» **Task**: Select every line in the data below that contains the word "distant", and copy those lines out.

---+---

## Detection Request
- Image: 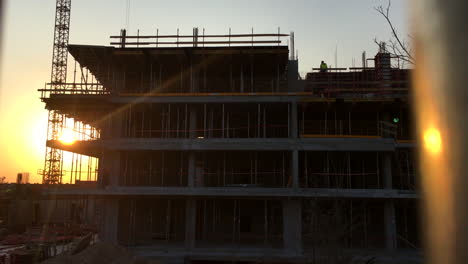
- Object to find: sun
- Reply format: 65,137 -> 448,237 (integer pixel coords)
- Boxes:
424,128 -> 442,154
59,128 -> 76,145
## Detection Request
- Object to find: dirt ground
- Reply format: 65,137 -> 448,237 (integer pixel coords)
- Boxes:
42,242 -> 161,264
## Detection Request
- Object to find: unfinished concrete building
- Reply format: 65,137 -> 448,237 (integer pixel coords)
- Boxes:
42,30 -> 419,263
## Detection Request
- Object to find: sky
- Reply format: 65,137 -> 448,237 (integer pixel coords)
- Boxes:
0,0 -> 409,182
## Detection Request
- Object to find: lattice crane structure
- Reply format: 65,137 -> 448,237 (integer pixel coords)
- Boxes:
42,0 -> 71,184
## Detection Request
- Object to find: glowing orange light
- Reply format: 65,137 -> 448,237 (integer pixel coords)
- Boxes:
424,128 -> 442,154
59,128 -> 76,145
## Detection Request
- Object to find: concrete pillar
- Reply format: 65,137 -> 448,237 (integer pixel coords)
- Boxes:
289,101 -> 299,188
382,152 -> 393,189
283,200 -> 302,255
382,152 -> 397,250
185,199 -> 197,250
289,101 -> 298,138
290,150 -> 299,188
187,151 -> 197,188
384,200 -> 397,250
98,199 -> 119,243
98,151 -> 121,188
98,113 -> 123,187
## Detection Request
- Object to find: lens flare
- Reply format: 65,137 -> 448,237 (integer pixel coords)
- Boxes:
59,128 -> 76,145
424,128 -> 442,154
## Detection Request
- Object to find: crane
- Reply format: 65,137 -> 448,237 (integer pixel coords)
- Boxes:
42,0 -> 71,184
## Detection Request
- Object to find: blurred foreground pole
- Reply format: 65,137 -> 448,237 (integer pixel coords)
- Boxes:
413,0 -> 468,264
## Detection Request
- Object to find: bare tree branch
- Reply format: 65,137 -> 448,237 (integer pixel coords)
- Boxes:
374,0 -> 414,64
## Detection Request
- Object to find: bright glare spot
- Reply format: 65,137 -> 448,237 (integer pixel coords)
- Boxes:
59,128 -> 75,145
424,128 -> 442,154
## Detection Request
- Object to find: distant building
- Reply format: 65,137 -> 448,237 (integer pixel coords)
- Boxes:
16,172 -> 29,184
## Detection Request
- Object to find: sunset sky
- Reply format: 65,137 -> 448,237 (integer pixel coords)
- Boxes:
0,0 -> 409,182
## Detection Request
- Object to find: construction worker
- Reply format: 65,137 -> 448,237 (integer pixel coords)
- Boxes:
320,61 -> 328,72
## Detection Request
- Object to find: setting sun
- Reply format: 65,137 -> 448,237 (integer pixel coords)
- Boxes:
59,128 -> 76,145
424,128 -> 442,154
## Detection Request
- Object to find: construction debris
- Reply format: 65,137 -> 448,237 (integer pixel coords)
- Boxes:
42,242 -> 160,264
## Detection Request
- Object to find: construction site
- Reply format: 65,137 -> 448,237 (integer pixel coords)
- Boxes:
0,0 -> 422,263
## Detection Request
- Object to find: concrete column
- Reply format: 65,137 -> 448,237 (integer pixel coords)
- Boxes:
382,152 -> 397,250
98,199 -> 119,243
189,105 -> 197,138
283,200 -> 302,255
384,200 -> 397,250
289,101 -> 298,138
290,150 -> 299,188
382,152 -> 393,189
187,151 -> 196,188
185,199 -> 197,250
289,101 -> 299,188
98,113 -> 123,187
98,151 -> 121,187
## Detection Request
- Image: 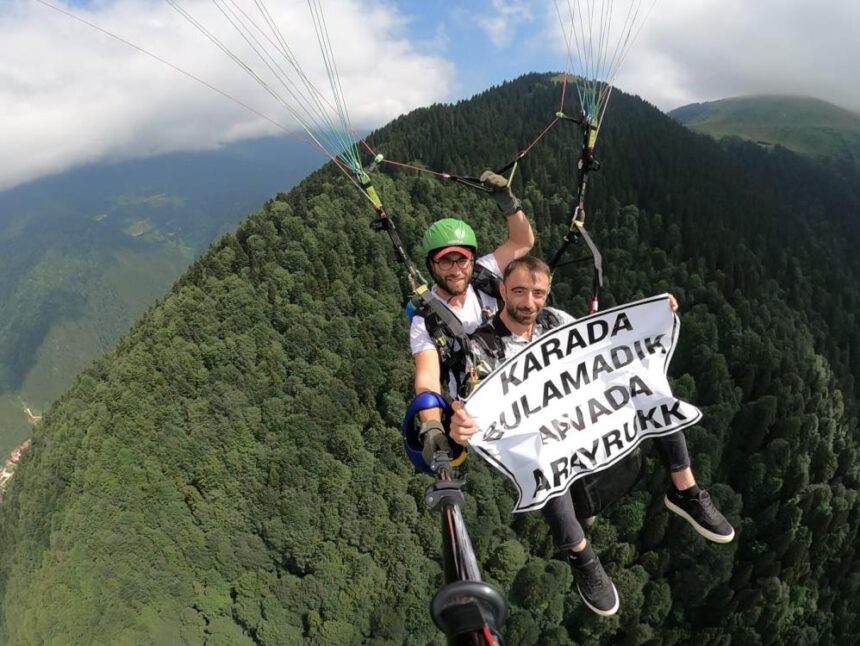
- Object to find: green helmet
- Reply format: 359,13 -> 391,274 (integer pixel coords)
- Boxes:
421,218 -> 478,256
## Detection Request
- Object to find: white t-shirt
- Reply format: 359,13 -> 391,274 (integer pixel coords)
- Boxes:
409,253 -> 502,354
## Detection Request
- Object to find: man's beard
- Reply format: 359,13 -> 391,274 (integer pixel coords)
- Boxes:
433,272 -> 472,296
505,305 -> 540,325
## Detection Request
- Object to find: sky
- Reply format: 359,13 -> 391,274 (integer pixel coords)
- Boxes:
0,0 -> 860,190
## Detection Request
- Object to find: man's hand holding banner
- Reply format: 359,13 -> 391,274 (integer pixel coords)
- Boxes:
465,294 -> 702,512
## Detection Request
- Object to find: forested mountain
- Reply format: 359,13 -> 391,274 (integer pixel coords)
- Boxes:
0,137 -> 322,462
670,95 -> 860,171
0,75 -> 860,645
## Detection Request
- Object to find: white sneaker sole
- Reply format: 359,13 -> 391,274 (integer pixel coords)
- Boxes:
663,496 -> 735,543
576,583 -> 621,617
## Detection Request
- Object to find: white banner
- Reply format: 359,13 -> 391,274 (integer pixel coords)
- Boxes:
465,294 -> 702,512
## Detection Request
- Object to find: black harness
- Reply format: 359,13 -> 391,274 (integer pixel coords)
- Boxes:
413,264 -> 502,396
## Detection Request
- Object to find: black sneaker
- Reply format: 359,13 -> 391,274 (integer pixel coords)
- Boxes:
663,487 -> 735,543
570,556 -> 619,617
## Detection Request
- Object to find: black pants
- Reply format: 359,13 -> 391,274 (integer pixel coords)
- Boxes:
541,431 -> 690,552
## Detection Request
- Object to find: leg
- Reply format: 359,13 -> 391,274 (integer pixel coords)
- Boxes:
541,493 -> 619,617
654,431 -> 735,543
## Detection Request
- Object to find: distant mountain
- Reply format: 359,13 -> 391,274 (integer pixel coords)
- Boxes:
669,96 -> 860,169
0,138 -> 323,458
0,74 -> 860,646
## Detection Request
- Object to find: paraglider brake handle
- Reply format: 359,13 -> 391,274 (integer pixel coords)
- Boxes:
370,218 -> 391,231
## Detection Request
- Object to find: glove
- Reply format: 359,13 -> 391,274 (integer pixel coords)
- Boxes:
479,170 -> 522,216
418,420 -> 451,467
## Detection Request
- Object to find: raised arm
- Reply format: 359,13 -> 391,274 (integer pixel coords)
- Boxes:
481,171 -> 535,271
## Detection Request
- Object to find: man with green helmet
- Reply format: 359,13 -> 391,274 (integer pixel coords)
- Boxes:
409,171 -> 535,464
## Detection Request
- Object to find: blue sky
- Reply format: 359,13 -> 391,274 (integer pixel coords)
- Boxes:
0,0 -> 860,190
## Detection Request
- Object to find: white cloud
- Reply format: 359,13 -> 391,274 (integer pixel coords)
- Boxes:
0,0 -> 453,190
477,0 -> 534,48
547,0 -> 860,110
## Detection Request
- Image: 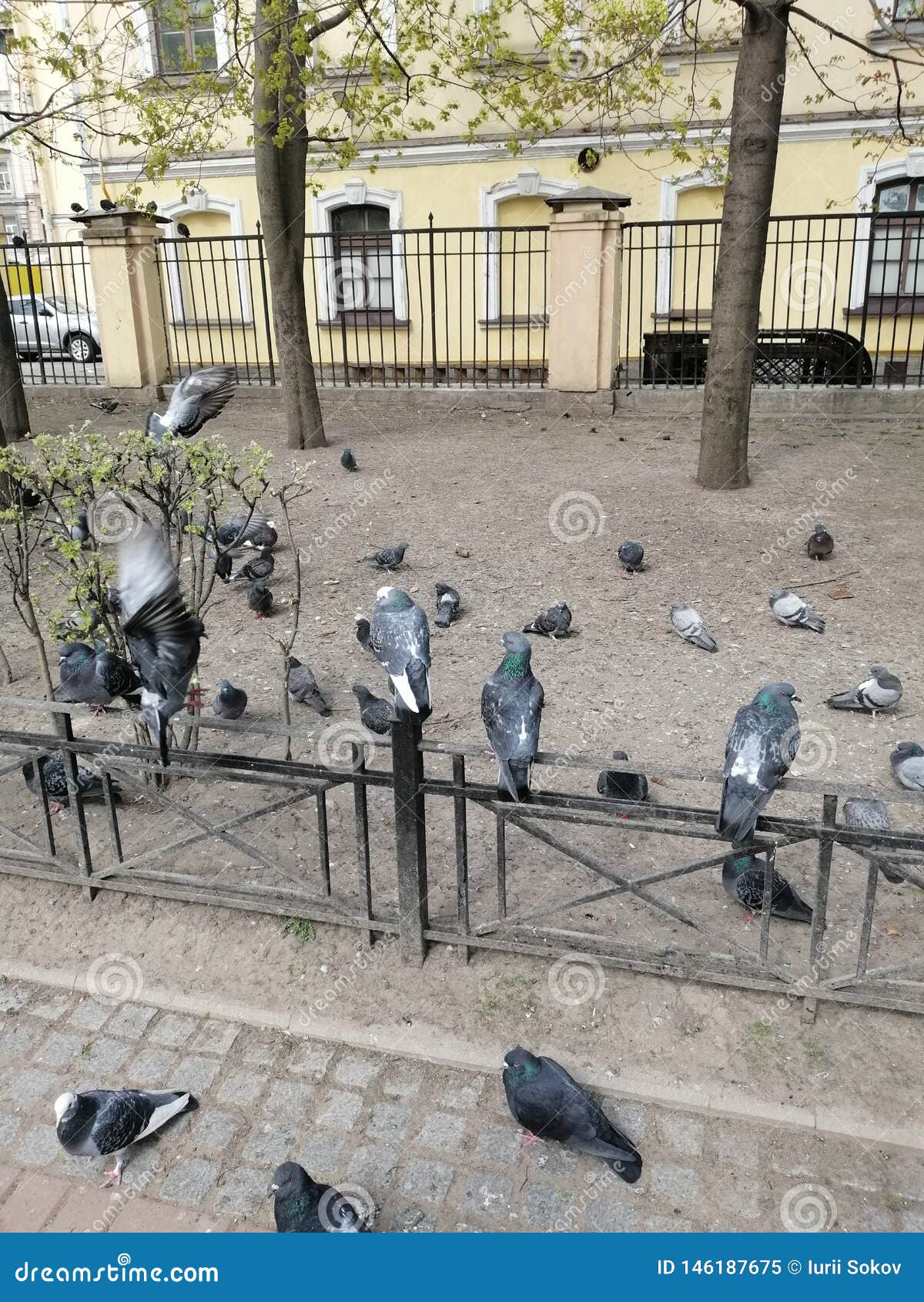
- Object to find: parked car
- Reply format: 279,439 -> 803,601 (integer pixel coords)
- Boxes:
9,294 -> 100,364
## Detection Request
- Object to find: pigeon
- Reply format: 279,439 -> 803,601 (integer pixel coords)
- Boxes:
722,854 -> 812,922
825,664 -> 902,713
670,602 -> 718,651
843,796 -> 905,884
617,543 -> 645,574
434,583 -> 460,629
119,529 -> 204,766
146,366 -> 237,443
504,1047 -> 641,1185
523,602 -> 571,642
805,521 -> 834,561
771,589 -> 825,633
359,543 -> 407,569
212,678 -> 247,719
598,750 -> 648,800
55,1090 -> 199,1187
266,1161 -> 367,1234
288,655 -> 330,717
481,633 -> 545,802
351,683 -> 394,737
716,683 -> 799,841
889,741 -> 924,792
247,578 -> 273,619
370,587 -> 430,723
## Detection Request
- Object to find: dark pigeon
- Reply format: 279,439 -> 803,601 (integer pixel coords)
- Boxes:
716,683 -> 799,841
370,587 -> 430,723
55,1090 -> 199,1185
598,750 -> 648,800
504,1048 -> 641,1185
481,633 -> 545,800
268,1161 -> 367,1234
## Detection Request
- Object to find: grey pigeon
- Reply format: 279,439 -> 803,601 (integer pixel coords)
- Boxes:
716,683 -> 799,841
289,655 -> 330,717
434,583 -> 460,629
212,678 -> 247,719
119,530 -> 203,766
268,1161 -> 367,1234
722,854 -> 812,922
146,366 -> 237,441
825,664 -> 902,713
351,683 -> 394,737
481,633 -> 545,800
771,587 -> 825,633
805,521 -> 834,561
55,1090 -> 199,1185
370,587 -> 430,723
843,796 -> 905,884
889,741 -> 924,792
670,602 -> 718,651
523,602 -> 571,642
598,750 -> 648,800
504,1047 -> 641,1185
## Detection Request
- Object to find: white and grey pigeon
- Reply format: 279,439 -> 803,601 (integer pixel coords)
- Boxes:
670,602 -> 718,651
481,633 -> 545,802
55,1090 -> 199,1187
119,529 -> 204,766
771,587 -> 825,633
146,366 -> 237,443
716,683 -> 799,841
825,664 -> 902,713
370,587 -> 430,723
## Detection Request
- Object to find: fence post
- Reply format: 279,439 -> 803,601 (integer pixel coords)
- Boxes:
392,720 -> 430,966
81,210 -> 169,389
545,186 -> 631,393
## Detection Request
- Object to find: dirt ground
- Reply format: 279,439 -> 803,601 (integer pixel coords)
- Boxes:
0,394 -> 924,1140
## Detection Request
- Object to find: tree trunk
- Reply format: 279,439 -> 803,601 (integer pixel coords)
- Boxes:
696,0 -> 788,488
254,0 -> 326,448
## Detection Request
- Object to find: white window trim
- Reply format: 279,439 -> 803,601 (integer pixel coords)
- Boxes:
311,177 -> 407,323
480,166 -> 578,321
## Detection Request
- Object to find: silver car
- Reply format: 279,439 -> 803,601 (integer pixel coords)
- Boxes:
9,294 -> 100,364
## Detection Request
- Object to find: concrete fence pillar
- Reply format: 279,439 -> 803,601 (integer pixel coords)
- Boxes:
545,186 -> 631,393
81,208 -> 169,389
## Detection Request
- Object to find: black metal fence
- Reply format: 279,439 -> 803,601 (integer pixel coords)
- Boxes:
158,227 -> 548,388
0,698 -> 924,1013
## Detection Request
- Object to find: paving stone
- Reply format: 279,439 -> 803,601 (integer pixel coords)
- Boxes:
401,1157 -> 456,1203
162,1157 -> 220,1206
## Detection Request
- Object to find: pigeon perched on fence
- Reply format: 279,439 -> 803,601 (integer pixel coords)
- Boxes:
805,521 -> 834,561
716,683 -> 799,841
843,796 -> 905,884
825,664 -> 902,713
434,583 -> 460,629
212,678 -> 247,719
351,683 -> 394,737
55,1090 -> 199,1185
504,1047 -> 641,1185
146,366 -> 237,441
289,655 -> 330,717
670,602 -> 718,651
481,633 -> 545,800
889,741 -> 924,792
268,1161 -> 367,1234
119,529 -> 204,764
523,602 -> 571,642
598,750 -> 648,800
370,587 -> 430,723
771,589 -> 825,633
722,854 -> 812,922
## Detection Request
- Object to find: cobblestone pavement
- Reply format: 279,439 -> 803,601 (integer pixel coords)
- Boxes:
0,983 -> 924,1232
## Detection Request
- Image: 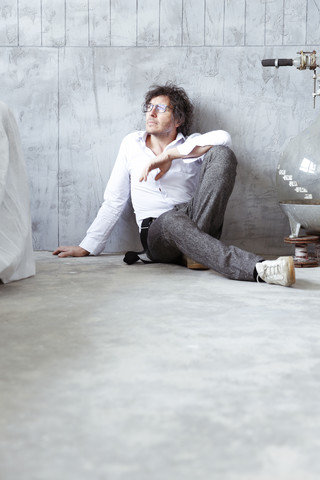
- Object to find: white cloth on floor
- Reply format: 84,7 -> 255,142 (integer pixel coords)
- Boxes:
0,102 -> 35,283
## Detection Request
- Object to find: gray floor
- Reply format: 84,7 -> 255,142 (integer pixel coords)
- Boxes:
0,252 -> 320,480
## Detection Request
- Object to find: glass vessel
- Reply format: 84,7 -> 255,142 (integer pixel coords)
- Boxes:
276,116 -> 320,238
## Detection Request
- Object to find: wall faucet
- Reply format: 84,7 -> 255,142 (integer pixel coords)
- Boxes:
261,50 -> 320,108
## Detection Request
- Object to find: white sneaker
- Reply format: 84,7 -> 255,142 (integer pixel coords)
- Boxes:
256,257 -> 296,287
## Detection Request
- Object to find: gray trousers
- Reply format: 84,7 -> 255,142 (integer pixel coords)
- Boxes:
147,146 -> 263,281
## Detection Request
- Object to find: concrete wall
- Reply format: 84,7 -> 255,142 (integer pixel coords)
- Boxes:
0,0 -> 320,253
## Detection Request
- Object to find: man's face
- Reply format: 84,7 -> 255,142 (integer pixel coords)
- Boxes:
146,95 -> 179,137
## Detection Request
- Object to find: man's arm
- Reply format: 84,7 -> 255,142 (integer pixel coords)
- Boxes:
53,133 -> 130,258
139,145 -> 212,182
140,130 -> 232,182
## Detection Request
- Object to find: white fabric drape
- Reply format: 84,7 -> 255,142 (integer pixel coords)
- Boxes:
0,102 -> 35,283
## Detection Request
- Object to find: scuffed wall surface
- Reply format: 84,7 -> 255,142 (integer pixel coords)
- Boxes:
0,0 -> 320,254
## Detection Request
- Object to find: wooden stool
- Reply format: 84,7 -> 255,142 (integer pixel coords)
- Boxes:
284,235 -> 320,268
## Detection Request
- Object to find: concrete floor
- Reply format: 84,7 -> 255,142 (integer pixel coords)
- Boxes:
0,252 -> 320,480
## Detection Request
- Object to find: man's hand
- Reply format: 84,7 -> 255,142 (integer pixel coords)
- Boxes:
139,145 -> 212,182
52,247 -> 90,258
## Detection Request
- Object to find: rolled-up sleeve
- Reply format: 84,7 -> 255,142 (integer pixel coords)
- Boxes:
177,130 -> 232,158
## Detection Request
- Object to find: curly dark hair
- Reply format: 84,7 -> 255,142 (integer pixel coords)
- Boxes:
145,82 -> 193,136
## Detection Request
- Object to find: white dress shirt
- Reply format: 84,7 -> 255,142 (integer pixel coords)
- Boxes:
80,130 -> 232,255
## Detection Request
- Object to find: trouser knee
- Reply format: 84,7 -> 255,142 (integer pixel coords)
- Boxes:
203,145 -> 238,175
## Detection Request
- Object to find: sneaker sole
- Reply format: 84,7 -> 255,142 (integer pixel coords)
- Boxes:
284,257 -> 296,287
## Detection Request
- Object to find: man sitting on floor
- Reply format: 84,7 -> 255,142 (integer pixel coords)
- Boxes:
53,84 -> 295,286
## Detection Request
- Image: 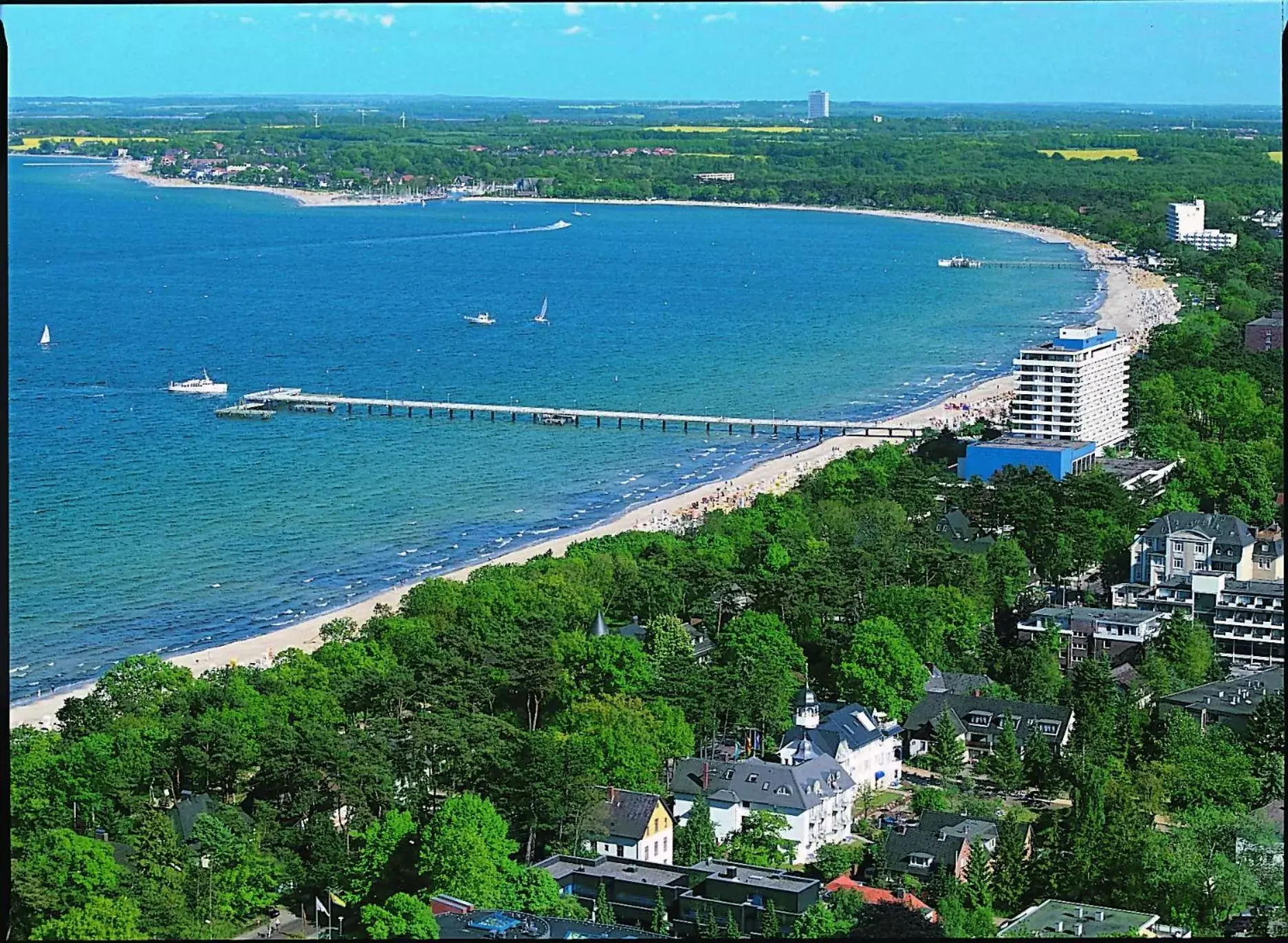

---+---

» **Output for this task**:
- Object to find: distant building
- Object to find: distant mountain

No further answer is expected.